● **PASSAGE SHOWN**:
--- START ---
Technological advances were not provided for with current legislation - contained in four Acts. Some regulations appeared to defy common sense. Did we really need rules that prevented casinos offering any form of live entertainment or which stopped betting shops serving anything other than pre-packaged food? Why, for example, was it okay to visit a casino in Reading or Brighton, but not in Swindon or Worthing? asked Mr Caborn.
He said the relaxation of gambling laws worried many people, and government must respect and respond to those concerns. The key to the new system would be the gambling commission which would, for the first time, centralise all gambling operators. It would have a vital role in monitoring the conduct of gambling and in responding to developments, whether on its own initiative or through advice from government.
Casinos would be significant winners, with major deregulation bringing substantial business opportunities and customer benefits. Bingo clubs would also enjoy greater freedom. The world of online gambling would be properly opened to British businesses and properly regulated.
'All this should have a positive spin-off for our tourist industry, which we all want to return to its former glory', said Mr Caborn.
'We will allow UK casino operators to offer a broader and more attractive leisure experience in a well-planned and pleasant environment. I am sure that that is welcome. Places such as Blackpool are making great strides to ascertain whether they can be first out of the starting blocks. I wish them well'.
--- END ---
● **STATED PROBLEM A**: Collect every line of the listing that contains the string "trunk".
The gambling passage and the listing come from unrelated sources.

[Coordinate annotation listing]
--- START ---
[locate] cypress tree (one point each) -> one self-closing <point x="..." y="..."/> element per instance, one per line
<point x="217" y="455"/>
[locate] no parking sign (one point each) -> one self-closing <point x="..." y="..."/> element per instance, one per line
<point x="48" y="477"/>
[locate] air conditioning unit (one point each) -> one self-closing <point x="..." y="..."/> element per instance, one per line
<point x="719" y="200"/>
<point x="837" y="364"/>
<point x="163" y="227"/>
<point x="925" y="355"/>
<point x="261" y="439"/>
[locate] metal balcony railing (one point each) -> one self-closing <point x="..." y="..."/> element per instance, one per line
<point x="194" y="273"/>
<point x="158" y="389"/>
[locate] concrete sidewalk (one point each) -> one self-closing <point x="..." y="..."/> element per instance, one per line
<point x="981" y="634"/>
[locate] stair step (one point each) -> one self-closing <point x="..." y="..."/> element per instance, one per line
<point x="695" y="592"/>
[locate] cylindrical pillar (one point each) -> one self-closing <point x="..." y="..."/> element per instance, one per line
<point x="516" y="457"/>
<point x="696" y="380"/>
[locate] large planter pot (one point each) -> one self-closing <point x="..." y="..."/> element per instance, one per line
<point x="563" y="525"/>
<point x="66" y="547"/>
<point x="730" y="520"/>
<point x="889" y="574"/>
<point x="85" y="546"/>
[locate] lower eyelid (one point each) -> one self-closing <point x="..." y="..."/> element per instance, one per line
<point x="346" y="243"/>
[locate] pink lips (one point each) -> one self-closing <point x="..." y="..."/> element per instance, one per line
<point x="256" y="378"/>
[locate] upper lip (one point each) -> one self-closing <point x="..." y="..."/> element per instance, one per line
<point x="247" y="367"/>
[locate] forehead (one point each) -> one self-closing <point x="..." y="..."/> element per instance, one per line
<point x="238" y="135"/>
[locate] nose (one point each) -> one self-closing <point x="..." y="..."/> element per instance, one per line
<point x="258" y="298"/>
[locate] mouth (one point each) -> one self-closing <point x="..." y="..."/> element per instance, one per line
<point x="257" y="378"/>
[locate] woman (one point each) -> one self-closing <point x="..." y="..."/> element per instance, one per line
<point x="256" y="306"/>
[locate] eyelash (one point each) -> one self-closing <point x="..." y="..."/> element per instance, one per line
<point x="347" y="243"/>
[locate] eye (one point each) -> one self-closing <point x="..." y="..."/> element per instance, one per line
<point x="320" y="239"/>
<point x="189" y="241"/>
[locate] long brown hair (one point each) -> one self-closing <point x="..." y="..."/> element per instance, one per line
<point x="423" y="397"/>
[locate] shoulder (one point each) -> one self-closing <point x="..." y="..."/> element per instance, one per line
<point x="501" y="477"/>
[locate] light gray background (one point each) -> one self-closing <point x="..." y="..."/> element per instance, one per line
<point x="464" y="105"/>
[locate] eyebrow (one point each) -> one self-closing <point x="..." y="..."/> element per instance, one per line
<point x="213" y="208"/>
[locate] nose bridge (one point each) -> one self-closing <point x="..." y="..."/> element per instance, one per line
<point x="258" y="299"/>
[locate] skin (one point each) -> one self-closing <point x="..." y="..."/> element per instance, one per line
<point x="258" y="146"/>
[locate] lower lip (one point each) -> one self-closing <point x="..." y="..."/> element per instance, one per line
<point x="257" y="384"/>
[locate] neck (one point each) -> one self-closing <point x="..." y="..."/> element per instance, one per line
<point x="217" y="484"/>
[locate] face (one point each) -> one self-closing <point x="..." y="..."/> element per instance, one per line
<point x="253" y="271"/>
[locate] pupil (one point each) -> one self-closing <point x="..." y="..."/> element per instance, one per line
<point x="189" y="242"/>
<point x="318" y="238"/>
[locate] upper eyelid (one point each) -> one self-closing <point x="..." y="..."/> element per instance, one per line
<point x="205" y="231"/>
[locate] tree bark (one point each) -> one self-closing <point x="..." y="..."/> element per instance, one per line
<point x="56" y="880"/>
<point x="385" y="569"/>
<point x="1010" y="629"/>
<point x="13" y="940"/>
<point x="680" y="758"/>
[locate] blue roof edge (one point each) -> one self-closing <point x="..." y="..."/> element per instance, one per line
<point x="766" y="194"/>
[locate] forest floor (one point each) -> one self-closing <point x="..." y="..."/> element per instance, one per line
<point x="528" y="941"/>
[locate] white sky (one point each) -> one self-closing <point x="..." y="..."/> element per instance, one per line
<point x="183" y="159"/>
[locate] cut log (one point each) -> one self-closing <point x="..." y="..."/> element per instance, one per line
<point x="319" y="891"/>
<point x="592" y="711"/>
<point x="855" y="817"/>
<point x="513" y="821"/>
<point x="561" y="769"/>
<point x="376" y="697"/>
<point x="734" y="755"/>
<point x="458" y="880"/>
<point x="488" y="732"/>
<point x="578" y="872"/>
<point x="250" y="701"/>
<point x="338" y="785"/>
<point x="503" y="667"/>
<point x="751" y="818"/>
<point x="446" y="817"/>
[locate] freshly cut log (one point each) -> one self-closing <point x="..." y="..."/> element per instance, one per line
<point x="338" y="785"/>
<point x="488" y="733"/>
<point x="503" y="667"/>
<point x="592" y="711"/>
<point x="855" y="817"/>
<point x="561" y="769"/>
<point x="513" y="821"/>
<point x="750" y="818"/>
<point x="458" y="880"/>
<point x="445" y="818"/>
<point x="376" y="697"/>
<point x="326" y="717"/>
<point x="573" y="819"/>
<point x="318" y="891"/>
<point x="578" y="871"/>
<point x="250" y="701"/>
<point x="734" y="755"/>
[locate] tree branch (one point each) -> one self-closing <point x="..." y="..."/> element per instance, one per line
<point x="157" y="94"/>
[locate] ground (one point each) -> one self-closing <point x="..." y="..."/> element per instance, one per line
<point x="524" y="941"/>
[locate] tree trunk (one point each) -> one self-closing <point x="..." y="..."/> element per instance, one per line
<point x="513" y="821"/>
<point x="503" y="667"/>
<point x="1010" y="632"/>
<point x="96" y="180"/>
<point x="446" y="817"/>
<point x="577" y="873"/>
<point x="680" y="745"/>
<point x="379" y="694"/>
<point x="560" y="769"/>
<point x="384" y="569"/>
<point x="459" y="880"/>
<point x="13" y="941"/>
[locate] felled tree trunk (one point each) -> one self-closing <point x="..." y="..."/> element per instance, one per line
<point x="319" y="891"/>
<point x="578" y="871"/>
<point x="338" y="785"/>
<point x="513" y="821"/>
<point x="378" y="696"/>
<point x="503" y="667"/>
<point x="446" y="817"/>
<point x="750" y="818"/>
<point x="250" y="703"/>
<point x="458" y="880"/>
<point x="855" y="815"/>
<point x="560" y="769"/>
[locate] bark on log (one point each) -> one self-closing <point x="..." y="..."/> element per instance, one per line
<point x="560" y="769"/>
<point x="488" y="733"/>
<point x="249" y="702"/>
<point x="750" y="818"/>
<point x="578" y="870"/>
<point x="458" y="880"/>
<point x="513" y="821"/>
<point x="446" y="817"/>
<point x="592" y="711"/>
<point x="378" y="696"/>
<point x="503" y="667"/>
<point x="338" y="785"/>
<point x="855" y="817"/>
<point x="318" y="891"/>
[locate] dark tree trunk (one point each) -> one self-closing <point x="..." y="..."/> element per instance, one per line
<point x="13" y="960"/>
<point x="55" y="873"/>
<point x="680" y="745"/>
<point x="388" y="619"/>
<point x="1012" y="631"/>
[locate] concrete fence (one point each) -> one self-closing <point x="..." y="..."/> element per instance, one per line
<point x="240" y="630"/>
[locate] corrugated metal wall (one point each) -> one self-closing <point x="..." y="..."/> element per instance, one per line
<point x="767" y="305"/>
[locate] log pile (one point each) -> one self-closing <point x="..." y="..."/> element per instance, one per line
--- END ---
● **STATED PROBLEM B**: Rewrite the gambling passage starting with "Casinos would be" and going on through "wish them well'.", substituting "leisure industry" for "tourist industry".

● **FULL RESPONSE A**:
[locate] tree trunk (one point each) -> one self-closing <point x="..." y="..."/> element per instance, one per line
[locate] felled tree trunk (one point each) -> one self-closing <point x="..." y="..."/> element per instance, one per line
[locate] dark tree trunk (one point each) -> one self-closing <point x="..." y="..."/> element per instance, one per line

● **FULL RESPONSE B**:
Casinos would be significant winners, with major deregulation bringing substantial business opportunities and customer benefits. Bingo clubs would also enjoy greater freedom. The world of online gambling would be properly opened to British businesses and properly regulated.
'All this should have a positive spin-off for our leisure industry, which we all want to return to its former glory', said Mr Caborn.
'We will allow UK casino operators to offer a broader and more attractive leisure experience in a well-planned and pleasant environment. I am sure that that is welcome. Places such as Blackpool are making great strides to ascertain whether they can be first out of the starting blocks. I wish them well'.